## Texte de l'exercice
===============
L’entreprise a d’ailleurs utilisé cet « outil » pour créer de l’aluminium-scandium, un alliage prisé par les industriels. Pour y arriver, RTFT a fait travailler ses chercheurs de son centre de technologie et minéraux critiques, à Sorel-Tracy, avec ceux du centre de R-D de Rio Tinto Aluminium (une autre division de la multinationale anglo-australienne), à Arvida. 

C’est le même son de cloche du côté d’Excel-Serres, un producteur de tomates en serre de Saint-Damase, en Montérégie. La PME participe actuellement au Défi innovation ouverte : serres, un programme lancé par InnovHQ (une division d’Hydro-Québec) et par Cycle Momentum pour accroître l’autonomie alimentaire du Québec et accélérer la transition énergétique. Sa propriétaire, Dominique Fortier, espère y trouver à terme des solutions concrètes afin « de mieux contrôler la lumière, la chaleur, l’humidité et la prolifération des maladies ».

Au terme d’un de tri de quelque 1 500 entreprises, 15 d’entre elles se sont finalement retrouvées en finale, puis 5 ont été retenues. Ce processus lui-même est aussi l’occasion de faire de belles découvertes, selon Patrick Gagné, PDG de Cycle Momentum. Même ces 10 entreprises non sélectionnées nous donnent un accès à un réseau important », fait-il remarquer.

Grâce à ce projet d’innovation ouverte, le PDG d’InnovHQ, Simon Racicot-Daignault, s’attend à plusieurs retombées positives en matière de productivité et d’efficacité énergétique pour l’ensemble des serristes du Québec. « Ça coche beaucoup de cases, dit-il. Pas dans un esprit de rentabilité, mais plutôt pour créer de la valeur. »

 

Réduction des risques

Innover en groupe permet aussi de réduire les risques de chacune des entreprises impliquées, affirme Louis-Félix Binette, directeur général du Mouvement des accélérateurs d’innovation du Québec.
===============
[Données d'ancrage texte-région]

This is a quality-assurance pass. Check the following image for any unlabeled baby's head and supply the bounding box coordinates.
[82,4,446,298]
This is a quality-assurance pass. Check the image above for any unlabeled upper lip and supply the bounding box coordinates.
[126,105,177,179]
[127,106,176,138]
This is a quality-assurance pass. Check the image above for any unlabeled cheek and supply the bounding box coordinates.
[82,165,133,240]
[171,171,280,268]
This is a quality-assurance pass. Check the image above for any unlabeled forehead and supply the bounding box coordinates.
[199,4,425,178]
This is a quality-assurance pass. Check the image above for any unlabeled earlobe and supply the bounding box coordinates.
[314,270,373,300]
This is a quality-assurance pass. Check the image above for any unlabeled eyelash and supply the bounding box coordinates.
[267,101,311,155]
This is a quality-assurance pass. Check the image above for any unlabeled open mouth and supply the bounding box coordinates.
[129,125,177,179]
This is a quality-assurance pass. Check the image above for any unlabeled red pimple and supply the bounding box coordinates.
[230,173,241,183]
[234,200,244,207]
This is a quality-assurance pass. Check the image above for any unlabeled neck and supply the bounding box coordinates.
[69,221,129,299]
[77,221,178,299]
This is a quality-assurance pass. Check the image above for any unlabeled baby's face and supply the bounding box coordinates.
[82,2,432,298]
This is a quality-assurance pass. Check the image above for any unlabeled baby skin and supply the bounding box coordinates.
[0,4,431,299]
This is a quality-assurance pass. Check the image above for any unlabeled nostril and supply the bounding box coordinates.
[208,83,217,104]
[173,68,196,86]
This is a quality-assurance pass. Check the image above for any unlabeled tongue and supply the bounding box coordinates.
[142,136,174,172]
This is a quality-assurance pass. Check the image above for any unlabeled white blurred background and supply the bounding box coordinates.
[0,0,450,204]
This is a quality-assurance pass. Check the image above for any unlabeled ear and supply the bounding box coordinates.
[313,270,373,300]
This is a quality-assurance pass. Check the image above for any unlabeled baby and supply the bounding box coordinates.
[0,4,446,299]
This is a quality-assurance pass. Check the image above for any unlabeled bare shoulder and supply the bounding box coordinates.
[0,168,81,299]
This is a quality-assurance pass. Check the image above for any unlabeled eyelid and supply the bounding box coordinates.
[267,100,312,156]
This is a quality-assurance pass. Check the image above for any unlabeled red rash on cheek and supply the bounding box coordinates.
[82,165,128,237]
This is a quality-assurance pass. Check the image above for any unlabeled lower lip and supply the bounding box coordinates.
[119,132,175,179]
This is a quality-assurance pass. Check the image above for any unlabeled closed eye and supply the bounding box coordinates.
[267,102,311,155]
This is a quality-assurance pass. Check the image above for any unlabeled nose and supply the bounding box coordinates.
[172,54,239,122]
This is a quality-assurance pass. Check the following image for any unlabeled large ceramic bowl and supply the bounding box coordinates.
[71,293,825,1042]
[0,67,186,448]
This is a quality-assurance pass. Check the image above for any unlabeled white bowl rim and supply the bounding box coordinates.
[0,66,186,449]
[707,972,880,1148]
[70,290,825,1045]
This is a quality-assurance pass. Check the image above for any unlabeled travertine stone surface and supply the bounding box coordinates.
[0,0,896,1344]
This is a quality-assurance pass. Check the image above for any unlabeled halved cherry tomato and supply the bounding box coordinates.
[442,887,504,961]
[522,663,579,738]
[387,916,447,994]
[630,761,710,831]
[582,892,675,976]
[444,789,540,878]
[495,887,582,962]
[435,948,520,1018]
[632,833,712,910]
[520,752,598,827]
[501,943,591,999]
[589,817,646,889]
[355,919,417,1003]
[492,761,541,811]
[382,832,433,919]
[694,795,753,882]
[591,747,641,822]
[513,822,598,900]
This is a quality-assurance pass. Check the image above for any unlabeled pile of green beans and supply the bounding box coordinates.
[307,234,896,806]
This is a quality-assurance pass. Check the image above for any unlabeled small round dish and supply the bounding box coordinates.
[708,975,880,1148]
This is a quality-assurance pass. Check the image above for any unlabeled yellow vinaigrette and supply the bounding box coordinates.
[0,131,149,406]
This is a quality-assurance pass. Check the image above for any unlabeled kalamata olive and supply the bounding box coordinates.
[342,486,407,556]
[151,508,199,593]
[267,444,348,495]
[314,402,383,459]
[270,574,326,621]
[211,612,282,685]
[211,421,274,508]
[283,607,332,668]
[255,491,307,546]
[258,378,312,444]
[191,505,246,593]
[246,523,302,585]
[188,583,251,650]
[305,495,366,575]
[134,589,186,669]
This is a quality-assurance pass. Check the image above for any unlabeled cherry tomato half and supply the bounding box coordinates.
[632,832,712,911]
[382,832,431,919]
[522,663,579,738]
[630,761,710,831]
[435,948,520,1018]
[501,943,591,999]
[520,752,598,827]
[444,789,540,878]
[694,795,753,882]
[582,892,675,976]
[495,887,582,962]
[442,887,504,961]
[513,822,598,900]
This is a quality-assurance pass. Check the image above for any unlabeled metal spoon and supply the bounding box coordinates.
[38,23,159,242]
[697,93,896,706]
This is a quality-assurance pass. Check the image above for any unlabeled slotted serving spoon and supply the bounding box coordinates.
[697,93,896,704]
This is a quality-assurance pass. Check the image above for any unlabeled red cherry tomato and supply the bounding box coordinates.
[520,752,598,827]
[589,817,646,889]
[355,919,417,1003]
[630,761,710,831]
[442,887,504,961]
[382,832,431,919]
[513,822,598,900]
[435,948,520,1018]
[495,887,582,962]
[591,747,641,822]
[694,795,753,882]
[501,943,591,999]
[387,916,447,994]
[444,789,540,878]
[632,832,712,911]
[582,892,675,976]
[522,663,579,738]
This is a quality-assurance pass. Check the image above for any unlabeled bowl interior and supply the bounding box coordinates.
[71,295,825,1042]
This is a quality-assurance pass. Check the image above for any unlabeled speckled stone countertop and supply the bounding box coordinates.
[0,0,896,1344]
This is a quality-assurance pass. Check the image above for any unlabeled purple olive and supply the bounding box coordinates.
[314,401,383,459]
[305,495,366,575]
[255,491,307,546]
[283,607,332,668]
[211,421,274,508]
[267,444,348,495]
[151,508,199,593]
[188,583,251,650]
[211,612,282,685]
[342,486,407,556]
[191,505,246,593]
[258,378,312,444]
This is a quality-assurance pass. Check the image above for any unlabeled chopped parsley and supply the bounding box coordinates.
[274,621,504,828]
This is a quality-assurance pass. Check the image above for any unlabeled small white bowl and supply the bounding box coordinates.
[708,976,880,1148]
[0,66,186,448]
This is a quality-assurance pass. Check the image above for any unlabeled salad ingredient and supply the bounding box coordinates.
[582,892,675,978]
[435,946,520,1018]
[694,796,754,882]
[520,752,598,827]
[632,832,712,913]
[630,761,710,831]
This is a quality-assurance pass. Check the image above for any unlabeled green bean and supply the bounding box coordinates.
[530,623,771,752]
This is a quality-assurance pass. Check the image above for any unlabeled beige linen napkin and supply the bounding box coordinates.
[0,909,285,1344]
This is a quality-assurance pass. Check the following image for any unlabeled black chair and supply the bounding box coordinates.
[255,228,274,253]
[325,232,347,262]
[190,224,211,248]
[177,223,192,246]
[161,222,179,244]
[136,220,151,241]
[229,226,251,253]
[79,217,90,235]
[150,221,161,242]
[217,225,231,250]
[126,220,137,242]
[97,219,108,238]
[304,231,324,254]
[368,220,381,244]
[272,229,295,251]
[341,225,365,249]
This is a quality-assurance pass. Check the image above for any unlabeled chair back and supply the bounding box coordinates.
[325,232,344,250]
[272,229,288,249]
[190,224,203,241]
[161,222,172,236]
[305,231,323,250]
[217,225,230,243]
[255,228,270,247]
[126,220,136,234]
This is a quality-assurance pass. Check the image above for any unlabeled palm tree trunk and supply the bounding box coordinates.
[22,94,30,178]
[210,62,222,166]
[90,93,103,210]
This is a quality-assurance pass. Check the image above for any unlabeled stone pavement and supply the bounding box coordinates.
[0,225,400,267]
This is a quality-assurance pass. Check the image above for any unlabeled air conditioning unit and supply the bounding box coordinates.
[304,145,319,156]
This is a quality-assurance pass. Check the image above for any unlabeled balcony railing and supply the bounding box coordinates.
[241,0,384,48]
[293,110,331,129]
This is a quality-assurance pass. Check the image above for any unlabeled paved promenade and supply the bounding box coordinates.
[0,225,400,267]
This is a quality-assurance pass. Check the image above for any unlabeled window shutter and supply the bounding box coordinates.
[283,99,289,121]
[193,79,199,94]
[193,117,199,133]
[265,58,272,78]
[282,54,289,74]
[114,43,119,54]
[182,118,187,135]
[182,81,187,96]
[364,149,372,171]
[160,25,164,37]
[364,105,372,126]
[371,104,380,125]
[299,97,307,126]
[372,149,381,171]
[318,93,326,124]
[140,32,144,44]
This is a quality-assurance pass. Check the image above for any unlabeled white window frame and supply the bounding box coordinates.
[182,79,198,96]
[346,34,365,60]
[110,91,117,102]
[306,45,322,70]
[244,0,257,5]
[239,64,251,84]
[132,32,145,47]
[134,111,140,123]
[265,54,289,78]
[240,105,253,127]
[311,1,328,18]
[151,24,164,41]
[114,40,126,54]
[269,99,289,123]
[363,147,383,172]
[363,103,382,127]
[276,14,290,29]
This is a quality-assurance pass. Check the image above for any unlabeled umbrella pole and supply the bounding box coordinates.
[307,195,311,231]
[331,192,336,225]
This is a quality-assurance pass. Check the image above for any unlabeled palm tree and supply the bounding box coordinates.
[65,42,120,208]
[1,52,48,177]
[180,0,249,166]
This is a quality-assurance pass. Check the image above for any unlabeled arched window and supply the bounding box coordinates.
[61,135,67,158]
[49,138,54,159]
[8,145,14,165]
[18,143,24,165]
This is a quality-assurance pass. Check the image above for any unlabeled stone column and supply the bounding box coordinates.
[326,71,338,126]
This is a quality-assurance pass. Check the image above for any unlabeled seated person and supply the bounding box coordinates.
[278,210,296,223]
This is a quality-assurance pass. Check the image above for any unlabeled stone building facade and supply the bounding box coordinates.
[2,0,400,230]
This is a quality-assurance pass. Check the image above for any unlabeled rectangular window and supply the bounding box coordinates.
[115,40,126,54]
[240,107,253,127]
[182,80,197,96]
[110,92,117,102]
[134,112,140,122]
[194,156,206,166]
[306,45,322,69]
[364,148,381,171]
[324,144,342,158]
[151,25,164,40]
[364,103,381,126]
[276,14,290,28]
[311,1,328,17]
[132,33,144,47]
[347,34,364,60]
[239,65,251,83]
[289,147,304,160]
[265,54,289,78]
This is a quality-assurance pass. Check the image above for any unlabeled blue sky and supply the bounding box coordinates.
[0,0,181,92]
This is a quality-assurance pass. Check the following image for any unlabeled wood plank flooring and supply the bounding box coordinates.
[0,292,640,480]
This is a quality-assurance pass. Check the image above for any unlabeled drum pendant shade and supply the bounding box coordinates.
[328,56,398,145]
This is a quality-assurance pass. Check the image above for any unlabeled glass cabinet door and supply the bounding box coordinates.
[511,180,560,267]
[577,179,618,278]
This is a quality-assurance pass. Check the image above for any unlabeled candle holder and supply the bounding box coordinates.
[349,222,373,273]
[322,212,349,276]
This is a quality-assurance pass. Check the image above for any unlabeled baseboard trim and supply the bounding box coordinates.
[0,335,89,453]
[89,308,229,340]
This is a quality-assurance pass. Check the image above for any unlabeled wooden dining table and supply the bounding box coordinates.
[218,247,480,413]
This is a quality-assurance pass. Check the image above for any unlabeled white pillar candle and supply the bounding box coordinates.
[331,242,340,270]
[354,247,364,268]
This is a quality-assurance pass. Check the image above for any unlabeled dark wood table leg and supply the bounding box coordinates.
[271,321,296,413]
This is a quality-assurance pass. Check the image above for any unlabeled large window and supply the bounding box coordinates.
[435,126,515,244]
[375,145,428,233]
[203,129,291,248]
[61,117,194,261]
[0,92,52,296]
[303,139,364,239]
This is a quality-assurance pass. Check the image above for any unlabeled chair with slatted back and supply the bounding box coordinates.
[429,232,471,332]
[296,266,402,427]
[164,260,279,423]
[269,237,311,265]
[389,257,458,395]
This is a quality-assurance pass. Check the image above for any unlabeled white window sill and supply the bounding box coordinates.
===============
## Série d'exercices
**a.** Traduisez en anglais cette phrase du texte sur l'innovation ouverte au Québec : « Innover en groupe permet aussi de réduire les risques de chacune des entreprises impliquées, affirme Louis-Félix Binette, directeur général du Mouvement des accélérateurs d'innovation du Québec. »
**b.** Poursuivez le texte sur l'innovation ouverte au Québec après sa dernière phrase.

## Réponses dans l'ordre
**a.** Innovating as a group also reduces the risks for each of the companies involved, says Louis-Félix Binette, executive director of the Mouvement des accélérateurs d'innovation du Québec.

**b.**
Lorsqu’elle s’implique dans projet collectif, une entreprise a déjà pris des risques de son côté pour développer par exemple un concept ou un produit qui s’intégrera à ce projet. En revanche, si elle avait travaillé seule sur ce même projet, elle aurait alors assumé tous les risques. « L’innovation ouverte permet donc de réduire les coûts pour prendre des risques ou de prendre plus de risques à coût égal », souligne Louis-Félix Binette. 

Miguel Garcia Claro, responsable du développement durable des produits chez Bombardier, constate que l’innovation ouverte permet de réduire les risques en dégageant les meilleures solutions de conception en amont du processus d’innovation.

« Ça réduit le nombre d’options, mais elles sont plus matures », précise-t-il. Bref, les idées retenues ont une probabilité plus grande de fonctionner que de faire long feu.

Aussi, on comprend pourquoi les points de vue de ses partenaires (des fournisseurs aux clients) sont essentiels pour améliorer le cycle de vie de l’innovation des produits de Bombardier et pour réduire leur empreinte écologique.

 

Diminution des coûts et des délais

L’innovation ouverte permet aussi de réduire les coûts d’innovation et de commercialisation de plusieurs entreprises, sans parler d’une diminution des délais pour la mise en marché.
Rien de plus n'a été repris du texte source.